DIRECTION :: Would you copy the records below word for word, in their original order, leaving out the pictures?

DATA ::
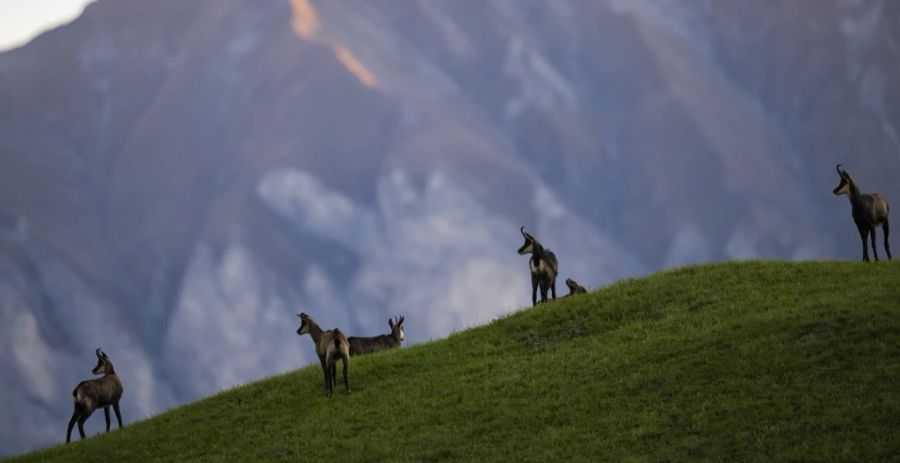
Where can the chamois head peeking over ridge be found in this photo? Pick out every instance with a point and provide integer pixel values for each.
(869, 210)
(365, 345)
(330, 346)
(96, 393)
(543, 266)
(574, 287)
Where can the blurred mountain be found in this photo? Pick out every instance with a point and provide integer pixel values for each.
(179, 177)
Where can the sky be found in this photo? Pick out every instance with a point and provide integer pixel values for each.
(22, 20)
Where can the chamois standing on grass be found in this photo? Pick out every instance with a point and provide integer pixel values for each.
(543, 266)
(330, 346)
(364, 345)
(869, 211)
(574, 287)
(95, 393)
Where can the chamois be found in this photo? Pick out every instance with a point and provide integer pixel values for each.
(95, 393)
(330, 345)
(869, 211)
(543, 265)
(574, 287)
(361, 345)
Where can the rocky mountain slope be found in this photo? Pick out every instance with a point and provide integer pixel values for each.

FINISHED TASK ::
Where can the chamois head peeking over ridge be found in this photo? Pick out every instance with a point and provide integer pixel values for each.
(869, 210)
(365, 345)
(330, 346)
(96, 393)
(543, 266)
(574, 287)
Where can the blurred mountain be found in this photo? Pick out every instance with a point and provide integer pixel values for each.
(179, 177)
Where can the sky be found in this photo? Pick out every instance with a point and provide integer pixel values for each.
(22, 20)
Where can the chamois standing on grass be found in this photo? Pick out every instance with a point and provide integer pixel values for each.
(543, 266)
(330, 346)
(364, 345)
(869, 211)
(574, 287)
(95, 393)
Where can the chamois be found in this photo? Pick out every instance with a point and provide integer pixel values for each.
(95, 393)
(330, 345)
(869, 211)
(543, 265)
(574, 287)
(361, 345)
Where can the rocky mountain slope be found in this photo? Pick out every instance with a point and provide integer pixel values for each.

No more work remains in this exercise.